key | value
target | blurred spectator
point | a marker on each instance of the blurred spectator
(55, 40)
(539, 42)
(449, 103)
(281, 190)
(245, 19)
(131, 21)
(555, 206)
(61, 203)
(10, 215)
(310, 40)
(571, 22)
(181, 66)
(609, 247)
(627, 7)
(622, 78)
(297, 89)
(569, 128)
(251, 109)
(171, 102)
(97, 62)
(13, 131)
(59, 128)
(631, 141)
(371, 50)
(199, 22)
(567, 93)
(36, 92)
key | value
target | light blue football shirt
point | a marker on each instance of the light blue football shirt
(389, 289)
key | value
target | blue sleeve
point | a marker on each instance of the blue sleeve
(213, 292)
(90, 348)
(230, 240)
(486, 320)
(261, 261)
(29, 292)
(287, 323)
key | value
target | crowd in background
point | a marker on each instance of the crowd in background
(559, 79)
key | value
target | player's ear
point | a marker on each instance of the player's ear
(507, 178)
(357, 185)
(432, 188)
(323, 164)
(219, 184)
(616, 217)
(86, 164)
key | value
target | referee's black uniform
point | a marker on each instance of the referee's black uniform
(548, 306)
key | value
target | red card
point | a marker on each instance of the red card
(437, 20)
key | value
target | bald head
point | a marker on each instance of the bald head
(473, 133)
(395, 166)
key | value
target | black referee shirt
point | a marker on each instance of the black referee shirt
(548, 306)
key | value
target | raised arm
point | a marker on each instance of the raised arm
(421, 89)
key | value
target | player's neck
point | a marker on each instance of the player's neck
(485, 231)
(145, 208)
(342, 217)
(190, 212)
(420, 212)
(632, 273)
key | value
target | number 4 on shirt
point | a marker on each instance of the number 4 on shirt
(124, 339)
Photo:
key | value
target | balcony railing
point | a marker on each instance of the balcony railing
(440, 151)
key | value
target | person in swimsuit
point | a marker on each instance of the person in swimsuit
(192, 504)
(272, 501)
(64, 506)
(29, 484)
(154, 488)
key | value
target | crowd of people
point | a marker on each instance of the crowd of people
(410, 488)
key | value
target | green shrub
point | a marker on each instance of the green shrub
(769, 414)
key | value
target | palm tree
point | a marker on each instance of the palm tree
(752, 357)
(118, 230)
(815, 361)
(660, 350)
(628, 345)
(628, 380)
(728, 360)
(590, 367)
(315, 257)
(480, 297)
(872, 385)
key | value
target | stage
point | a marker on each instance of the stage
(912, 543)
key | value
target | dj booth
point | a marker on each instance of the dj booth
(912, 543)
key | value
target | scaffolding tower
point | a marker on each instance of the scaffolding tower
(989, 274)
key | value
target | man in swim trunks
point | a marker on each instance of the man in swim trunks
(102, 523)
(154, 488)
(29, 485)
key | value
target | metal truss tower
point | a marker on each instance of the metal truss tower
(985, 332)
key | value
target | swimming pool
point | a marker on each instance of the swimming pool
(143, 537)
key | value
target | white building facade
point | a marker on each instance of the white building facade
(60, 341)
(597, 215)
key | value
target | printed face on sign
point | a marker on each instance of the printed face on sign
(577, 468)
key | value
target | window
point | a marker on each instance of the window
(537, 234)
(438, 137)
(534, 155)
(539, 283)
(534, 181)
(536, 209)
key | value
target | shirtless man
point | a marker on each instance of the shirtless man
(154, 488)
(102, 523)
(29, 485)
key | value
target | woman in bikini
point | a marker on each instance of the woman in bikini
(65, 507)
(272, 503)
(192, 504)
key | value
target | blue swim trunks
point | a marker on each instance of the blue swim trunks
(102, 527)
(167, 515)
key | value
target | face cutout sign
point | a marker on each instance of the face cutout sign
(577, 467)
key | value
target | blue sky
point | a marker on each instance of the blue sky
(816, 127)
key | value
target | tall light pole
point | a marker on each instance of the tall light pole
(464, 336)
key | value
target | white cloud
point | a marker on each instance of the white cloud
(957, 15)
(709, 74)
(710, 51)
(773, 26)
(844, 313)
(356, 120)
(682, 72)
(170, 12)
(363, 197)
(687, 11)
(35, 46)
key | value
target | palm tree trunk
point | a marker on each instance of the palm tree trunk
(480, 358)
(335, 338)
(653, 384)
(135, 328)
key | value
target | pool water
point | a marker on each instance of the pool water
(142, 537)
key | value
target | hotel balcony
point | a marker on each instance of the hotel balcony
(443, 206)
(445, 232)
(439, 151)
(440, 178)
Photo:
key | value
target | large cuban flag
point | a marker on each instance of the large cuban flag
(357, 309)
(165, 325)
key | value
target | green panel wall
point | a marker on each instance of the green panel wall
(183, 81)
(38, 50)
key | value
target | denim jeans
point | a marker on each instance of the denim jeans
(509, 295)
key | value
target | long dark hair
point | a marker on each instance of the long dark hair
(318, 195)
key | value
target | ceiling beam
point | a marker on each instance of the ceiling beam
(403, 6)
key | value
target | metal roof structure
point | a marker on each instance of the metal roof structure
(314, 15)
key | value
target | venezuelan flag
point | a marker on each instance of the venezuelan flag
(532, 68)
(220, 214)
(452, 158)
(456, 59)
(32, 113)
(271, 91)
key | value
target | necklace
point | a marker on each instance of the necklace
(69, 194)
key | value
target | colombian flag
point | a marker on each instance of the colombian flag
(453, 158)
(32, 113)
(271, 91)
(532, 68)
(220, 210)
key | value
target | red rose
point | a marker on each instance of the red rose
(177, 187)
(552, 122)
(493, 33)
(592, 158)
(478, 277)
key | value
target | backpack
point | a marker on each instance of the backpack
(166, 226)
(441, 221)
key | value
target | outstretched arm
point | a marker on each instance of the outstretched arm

-----

Objective
How many lines in the entries above contain the string "cuban"? Case counts. Reply with the number alone.

Written solution
2